EXERCISE REQUIREMENTS: For the string "sign", find every matching line in the records and copy it.
##### SUPPLIED DATA #####
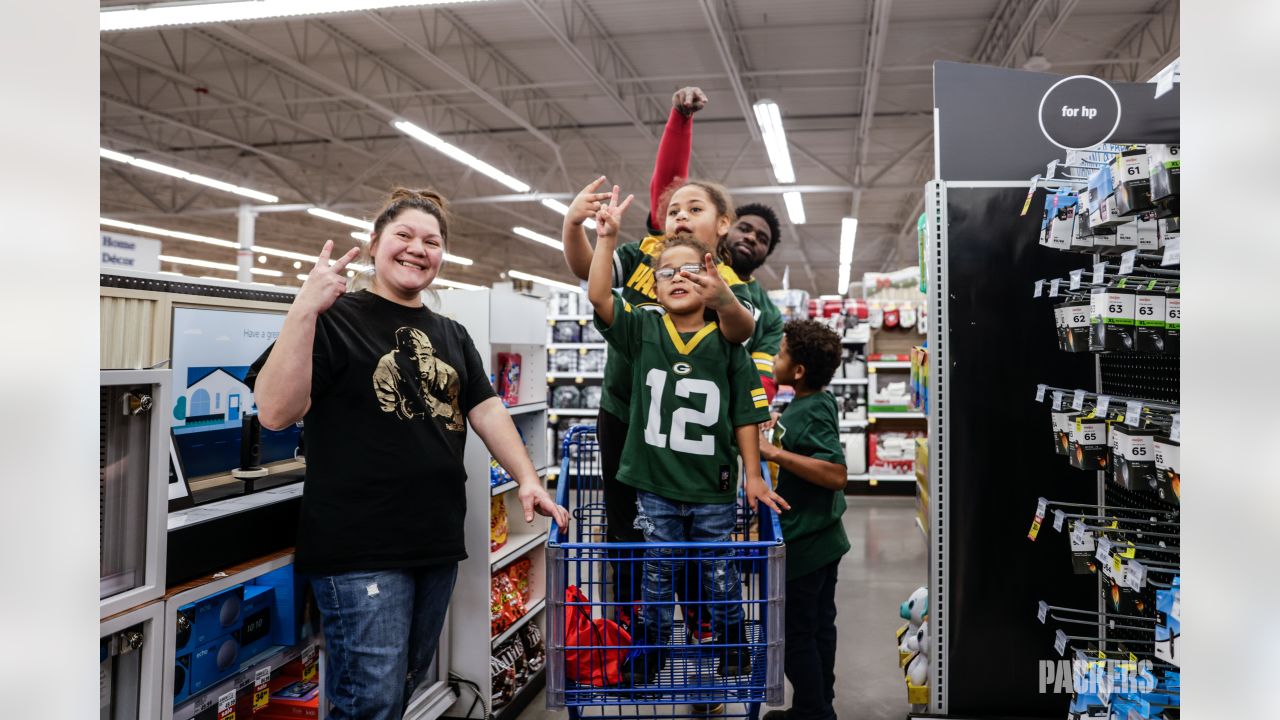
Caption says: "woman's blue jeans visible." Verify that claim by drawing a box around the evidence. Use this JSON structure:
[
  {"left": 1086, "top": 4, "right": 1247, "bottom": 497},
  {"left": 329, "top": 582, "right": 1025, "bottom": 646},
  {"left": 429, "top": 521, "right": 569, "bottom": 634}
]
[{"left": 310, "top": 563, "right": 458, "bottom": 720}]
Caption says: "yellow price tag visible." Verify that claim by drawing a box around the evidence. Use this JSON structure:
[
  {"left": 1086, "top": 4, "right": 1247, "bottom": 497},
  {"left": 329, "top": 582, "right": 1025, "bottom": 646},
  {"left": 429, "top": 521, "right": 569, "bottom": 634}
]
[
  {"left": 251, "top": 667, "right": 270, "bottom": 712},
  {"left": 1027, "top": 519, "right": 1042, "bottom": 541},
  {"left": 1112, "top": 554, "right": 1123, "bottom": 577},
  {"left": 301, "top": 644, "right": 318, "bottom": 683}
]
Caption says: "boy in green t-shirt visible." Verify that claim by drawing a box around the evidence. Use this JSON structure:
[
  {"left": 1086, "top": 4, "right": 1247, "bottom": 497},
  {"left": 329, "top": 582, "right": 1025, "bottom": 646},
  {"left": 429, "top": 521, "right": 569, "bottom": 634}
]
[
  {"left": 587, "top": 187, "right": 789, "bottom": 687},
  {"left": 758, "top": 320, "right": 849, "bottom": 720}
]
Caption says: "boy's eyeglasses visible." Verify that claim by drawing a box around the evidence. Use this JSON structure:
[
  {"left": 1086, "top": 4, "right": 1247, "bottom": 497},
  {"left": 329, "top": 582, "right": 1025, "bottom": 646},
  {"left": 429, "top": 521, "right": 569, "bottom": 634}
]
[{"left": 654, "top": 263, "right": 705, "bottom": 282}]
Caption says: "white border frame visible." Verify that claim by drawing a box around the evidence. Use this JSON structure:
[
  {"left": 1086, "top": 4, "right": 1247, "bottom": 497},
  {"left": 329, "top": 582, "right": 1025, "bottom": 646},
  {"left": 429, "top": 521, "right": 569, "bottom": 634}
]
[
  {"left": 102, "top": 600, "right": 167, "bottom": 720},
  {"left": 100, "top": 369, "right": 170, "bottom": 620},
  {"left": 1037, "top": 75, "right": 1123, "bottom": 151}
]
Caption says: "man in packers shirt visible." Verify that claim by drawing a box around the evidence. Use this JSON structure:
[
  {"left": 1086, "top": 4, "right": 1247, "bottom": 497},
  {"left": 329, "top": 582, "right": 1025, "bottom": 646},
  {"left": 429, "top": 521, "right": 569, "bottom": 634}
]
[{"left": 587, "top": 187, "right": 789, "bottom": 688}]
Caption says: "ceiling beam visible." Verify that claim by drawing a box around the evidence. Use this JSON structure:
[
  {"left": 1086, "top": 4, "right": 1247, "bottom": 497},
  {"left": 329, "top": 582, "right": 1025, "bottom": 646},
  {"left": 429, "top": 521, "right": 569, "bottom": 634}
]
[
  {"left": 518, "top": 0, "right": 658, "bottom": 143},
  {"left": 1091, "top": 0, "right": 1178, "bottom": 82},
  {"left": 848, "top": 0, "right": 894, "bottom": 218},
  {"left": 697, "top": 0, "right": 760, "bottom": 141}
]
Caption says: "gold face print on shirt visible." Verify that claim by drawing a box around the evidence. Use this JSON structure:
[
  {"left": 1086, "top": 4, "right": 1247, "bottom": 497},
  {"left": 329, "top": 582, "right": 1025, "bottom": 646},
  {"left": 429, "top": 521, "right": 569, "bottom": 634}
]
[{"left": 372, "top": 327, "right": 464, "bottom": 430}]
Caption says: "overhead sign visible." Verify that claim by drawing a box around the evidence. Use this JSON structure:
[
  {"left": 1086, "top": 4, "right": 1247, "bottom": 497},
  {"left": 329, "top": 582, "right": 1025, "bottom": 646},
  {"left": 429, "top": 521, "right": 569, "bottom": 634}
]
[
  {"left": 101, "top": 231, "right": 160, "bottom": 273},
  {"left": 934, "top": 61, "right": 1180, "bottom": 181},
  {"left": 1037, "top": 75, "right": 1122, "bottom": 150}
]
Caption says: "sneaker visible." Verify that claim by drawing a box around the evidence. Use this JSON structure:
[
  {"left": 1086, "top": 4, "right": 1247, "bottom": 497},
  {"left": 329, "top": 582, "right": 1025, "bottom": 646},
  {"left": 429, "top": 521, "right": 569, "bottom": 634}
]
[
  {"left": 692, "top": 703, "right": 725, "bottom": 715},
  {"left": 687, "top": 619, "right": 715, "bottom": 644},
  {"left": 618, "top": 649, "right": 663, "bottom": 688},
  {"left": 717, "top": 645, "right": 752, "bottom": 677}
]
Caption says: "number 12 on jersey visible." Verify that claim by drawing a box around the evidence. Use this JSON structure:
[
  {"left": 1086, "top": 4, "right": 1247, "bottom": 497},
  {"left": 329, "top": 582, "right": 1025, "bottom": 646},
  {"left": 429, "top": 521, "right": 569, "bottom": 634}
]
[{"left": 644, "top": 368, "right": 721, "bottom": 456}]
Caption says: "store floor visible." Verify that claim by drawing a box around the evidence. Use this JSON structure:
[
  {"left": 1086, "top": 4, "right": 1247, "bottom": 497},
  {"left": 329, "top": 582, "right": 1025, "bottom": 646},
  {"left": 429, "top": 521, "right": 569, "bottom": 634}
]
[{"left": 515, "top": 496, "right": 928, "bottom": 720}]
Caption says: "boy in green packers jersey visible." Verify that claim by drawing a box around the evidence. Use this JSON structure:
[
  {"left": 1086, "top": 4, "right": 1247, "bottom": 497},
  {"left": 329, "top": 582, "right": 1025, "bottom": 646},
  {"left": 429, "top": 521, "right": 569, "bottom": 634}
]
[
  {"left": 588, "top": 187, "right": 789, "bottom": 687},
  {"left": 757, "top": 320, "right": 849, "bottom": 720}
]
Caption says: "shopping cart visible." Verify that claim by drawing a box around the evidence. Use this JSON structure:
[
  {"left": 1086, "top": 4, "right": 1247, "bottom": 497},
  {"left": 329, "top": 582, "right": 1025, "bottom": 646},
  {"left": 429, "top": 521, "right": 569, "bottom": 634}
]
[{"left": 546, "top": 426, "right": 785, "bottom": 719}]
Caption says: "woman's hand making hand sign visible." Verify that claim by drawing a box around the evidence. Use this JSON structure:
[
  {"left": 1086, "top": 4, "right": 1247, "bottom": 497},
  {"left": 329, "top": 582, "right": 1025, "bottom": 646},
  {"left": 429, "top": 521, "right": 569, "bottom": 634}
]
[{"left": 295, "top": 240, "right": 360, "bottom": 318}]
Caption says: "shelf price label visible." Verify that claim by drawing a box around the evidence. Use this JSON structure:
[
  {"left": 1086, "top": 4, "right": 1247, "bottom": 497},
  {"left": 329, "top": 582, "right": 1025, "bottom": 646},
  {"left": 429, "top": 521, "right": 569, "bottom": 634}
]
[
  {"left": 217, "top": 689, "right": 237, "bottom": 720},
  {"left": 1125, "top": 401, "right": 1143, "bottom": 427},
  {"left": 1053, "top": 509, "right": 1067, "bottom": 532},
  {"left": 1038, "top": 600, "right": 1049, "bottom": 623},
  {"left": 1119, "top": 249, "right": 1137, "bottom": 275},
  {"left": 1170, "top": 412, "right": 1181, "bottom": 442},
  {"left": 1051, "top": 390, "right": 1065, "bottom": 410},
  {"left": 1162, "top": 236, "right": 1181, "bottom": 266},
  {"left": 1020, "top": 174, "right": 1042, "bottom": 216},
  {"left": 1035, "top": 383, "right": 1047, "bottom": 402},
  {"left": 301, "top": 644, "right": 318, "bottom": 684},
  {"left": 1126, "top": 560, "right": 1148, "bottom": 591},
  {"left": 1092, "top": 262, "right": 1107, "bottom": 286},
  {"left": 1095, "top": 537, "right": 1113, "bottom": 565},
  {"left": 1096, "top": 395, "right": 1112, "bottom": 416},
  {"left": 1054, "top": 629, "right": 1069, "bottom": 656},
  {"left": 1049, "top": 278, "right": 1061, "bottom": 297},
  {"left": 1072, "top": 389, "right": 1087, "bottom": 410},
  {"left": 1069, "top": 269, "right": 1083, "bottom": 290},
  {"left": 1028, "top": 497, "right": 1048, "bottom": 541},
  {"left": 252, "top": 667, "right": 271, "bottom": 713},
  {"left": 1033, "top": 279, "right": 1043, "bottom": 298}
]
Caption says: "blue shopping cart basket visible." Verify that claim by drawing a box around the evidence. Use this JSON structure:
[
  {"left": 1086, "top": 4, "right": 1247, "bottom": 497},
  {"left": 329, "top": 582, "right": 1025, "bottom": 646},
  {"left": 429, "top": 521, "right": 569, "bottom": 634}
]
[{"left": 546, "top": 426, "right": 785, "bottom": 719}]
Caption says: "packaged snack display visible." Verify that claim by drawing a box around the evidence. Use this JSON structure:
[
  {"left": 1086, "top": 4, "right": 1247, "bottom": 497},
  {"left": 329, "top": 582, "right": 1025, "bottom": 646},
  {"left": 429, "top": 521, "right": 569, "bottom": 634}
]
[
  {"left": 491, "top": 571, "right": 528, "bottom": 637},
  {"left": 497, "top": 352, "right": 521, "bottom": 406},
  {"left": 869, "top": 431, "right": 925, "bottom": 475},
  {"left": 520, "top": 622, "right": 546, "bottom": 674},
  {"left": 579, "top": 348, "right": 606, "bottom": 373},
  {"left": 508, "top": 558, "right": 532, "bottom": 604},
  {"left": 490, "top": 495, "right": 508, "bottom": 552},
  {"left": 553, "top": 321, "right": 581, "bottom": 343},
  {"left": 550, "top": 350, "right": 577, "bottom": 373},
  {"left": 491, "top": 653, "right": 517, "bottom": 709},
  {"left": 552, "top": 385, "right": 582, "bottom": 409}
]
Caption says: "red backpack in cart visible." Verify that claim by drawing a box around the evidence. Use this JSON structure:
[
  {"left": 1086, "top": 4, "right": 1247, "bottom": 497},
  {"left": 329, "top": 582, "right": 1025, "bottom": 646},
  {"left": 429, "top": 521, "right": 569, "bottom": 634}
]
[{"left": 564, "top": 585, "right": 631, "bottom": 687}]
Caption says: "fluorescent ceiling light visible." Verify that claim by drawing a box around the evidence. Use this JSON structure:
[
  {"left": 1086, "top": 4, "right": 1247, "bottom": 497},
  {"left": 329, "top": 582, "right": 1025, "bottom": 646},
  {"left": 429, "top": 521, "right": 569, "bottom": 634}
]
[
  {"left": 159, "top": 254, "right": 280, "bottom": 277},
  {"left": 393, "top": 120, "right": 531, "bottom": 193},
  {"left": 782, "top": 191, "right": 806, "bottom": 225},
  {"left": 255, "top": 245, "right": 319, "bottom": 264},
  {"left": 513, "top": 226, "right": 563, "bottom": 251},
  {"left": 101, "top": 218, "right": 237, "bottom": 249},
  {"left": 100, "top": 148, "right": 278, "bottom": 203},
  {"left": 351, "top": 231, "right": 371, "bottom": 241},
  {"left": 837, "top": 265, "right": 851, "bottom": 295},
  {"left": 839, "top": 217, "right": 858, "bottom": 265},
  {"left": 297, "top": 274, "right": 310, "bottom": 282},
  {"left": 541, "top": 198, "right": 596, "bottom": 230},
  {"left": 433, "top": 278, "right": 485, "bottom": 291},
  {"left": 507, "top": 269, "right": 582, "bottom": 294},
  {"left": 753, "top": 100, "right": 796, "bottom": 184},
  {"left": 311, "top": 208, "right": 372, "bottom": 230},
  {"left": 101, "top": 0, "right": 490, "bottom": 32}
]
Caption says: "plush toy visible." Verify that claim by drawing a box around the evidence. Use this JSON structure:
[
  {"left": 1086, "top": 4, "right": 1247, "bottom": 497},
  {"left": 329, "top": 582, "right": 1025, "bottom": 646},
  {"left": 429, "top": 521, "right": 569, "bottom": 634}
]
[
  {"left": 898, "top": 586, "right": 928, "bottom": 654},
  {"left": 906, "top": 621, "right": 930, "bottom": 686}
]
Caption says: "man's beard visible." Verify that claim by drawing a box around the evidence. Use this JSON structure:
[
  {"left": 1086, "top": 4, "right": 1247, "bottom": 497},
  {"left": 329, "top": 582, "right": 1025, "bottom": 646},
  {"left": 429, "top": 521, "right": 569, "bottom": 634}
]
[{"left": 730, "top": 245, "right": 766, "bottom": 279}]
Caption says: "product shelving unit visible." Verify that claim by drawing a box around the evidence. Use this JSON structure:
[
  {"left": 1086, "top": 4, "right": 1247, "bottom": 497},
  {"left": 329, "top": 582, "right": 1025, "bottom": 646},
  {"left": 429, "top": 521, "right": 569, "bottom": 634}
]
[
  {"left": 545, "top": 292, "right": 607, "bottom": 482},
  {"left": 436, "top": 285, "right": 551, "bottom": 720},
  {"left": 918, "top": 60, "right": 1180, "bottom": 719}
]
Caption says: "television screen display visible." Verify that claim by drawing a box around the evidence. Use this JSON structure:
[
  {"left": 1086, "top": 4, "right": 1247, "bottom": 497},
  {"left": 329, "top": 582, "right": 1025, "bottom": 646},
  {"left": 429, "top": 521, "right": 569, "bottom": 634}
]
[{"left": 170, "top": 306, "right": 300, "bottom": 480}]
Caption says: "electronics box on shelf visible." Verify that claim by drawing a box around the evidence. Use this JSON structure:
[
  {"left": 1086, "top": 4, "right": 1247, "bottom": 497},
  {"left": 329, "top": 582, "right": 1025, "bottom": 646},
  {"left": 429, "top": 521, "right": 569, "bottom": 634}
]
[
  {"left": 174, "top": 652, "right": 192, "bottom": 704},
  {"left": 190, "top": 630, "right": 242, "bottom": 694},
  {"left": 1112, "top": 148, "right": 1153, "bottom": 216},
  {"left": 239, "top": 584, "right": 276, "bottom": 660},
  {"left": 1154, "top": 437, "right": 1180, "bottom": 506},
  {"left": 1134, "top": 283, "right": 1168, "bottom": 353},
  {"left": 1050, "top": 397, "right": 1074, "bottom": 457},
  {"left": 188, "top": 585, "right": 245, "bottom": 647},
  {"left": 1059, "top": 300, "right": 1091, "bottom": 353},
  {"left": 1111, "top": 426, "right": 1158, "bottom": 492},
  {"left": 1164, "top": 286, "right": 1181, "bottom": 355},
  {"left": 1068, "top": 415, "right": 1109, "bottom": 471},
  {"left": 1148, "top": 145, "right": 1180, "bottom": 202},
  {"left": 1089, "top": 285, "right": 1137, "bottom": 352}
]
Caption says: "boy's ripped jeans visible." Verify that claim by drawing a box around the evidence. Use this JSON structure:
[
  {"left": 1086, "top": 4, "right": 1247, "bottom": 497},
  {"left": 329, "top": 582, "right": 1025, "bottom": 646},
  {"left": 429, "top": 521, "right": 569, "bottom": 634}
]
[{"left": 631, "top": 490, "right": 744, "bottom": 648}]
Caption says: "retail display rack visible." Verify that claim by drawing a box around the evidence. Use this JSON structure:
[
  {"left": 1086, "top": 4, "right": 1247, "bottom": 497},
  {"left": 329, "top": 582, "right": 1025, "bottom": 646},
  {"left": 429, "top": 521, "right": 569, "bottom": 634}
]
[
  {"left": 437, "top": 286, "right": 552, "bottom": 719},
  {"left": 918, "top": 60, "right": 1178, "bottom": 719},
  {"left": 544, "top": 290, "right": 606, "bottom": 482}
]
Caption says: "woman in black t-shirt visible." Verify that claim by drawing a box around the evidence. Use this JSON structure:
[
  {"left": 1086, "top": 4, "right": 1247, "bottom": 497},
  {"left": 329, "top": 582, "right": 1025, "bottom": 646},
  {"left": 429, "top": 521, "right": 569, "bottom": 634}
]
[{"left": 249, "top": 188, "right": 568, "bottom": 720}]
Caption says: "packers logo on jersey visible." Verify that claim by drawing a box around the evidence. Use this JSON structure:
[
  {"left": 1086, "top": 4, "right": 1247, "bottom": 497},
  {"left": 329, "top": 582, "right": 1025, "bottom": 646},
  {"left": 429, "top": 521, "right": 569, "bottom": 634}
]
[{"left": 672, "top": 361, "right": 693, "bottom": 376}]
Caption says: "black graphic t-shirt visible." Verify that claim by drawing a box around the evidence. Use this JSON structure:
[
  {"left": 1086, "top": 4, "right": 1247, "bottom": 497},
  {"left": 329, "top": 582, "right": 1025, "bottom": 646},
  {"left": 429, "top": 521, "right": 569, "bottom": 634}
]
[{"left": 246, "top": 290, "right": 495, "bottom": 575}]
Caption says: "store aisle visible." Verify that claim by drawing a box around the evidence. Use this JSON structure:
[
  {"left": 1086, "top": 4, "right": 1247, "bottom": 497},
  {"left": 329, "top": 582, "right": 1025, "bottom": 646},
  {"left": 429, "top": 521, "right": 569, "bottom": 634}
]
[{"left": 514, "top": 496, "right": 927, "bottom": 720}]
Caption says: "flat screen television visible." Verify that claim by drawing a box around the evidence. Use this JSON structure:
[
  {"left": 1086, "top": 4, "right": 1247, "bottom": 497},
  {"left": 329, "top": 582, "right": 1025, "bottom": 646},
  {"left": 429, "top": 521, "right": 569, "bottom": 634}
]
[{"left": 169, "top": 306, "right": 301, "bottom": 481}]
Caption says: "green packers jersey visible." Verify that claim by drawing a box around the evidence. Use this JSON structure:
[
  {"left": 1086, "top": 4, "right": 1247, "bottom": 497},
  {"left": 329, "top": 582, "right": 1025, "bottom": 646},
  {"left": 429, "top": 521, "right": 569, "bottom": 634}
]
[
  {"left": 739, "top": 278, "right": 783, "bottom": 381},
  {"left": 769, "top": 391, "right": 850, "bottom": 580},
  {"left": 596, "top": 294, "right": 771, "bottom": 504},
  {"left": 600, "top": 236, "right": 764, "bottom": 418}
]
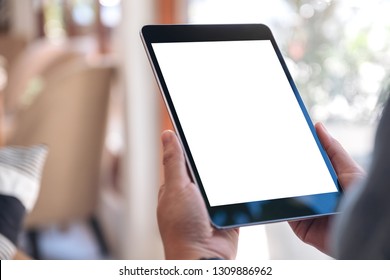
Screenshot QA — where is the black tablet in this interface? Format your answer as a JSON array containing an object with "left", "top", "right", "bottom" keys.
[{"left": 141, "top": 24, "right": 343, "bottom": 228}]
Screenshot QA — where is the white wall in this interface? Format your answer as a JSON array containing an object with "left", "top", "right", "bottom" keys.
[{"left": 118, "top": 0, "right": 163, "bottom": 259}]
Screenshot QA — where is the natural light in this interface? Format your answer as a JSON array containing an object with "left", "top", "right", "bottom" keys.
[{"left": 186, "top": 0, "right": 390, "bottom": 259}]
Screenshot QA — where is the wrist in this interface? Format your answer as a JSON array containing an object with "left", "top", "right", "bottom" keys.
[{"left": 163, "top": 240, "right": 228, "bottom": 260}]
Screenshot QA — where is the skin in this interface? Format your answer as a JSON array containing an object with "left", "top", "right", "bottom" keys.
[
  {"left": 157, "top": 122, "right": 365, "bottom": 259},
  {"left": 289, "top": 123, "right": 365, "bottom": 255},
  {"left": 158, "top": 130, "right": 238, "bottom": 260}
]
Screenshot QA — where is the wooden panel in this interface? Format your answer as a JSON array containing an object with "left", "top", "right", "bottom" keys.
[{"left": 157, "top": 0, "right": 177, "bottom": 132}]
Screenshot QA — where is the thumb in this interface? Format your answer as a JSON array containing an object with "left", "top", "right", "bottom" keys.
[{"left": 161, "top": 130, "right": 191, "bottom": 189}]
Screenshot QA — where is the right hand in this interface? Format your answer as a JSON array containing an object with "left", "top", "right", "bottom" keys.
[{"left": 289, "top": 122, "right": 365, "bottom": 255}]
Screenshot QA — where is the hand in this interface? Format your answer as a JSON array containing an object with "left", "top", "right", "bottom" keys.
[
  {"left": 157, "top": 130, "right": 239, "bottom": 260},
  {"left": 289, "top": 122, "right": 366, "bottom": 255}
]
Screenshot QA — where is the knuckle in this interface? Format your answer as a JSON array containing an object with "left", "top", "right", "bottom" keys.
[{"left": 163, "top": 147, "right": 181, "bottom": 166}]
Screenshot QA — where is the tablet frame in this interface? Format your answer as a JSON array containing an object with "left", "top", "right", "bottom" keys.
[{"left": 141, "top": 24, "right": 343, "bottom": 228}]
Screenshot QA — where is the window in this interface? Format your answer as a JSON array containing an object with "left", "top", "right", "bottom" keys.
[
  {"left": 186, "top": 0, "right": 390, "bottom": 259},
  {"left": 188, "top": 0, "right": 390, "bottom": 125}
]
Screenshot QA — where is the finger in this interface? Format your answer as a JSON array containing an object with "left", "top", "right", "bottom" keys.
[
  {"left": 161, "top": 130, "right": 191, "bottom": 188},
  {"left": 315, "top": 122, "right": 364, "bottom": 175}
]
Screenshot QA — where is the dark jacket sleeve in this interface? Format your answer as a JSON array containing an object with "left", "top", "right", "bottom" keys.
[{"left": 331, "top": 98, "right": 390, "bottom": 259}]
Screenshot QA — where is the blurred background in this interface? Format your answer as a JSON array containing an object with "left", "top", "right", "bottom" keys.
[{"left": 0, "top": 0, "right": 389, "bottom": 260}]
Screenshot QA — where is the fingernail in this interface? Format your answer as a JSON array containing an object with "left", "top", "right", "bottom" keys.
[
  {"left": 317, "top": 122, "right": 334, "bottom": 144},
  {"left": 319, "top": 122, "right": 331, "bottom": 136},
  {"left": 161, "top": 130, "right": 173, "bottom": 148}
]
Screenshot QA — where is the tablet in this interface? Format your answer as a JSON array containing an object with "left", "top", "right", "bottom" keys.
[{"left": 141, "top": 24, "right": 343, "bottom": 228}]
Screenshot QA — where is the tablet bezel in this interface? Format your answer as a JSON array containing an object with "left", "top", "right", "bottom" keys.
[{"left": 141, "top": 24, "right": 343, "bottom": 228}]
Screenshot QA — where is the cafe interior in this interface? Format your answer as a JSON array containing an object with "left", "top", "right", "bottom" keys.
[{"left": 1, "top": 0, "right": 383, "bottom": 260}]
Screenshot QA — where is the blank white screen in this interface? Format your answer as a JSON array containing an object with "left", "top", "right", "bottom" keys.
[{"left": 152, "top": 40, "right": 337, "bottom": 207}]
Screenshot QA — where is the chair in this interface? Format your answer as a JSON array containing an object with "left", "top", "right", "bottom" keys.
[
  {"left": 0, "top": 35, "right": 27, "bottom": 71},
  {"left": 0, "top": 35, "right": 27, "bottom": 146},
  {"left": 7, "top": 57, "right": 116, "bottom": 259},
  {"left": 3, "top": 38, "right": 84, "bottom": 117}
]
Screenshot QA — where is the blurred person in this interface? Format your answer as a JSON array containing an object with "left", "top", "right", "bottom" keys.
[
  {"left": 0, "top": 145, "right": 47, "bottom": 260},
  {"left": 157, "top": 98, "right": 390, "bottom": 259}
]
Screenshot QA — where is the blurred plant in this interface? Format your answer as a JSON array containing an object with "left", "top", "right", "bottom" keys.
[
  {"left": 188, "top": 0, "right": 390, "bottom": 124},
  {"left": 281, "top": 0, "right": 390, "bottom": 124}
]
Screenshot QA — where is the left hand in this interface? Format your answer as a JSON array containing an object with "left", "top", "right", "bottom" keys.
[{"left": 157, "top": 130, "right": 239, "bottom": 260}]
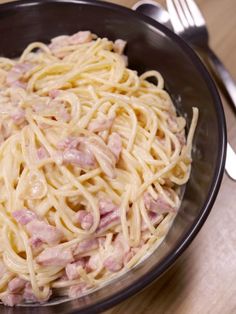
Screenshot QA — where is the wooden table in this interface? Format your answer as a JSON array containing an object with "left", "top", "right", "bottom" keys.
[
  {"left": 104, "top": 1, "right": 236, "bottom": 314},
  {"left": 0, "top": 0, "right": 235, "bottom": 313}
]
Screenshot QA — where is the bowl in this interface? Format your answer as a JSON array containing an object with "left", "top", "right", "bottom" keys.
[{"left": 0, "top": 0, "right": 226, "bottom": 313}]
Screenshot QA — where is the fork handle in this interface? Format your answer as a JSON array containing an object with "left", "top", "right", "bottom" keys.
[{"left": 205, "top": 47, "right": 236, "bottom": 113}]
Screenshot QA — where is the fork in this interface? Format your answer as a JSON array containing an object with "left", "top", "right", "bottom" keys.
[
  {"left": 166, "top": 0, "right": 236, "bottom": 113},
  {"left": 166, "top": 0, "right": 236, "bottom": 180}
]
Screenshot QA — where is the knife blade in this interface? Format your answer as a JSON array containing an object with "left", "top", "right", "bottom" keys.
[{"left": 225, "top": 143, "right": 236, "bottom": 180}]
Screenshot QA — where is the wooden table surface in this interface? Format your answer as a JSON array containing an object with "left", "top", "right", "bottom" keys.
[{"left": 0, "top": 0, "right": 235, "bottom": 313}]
#####
ANSWER TO THE PROBLEM:
Caption says: "overhead sign visible." Verify that claim by drawing a box around the evidence. Use this JSON structure:
Caption says: "woman's hand making hand sign visible." Verify that claim by drawing a box around the evidence. Use this JSON structure:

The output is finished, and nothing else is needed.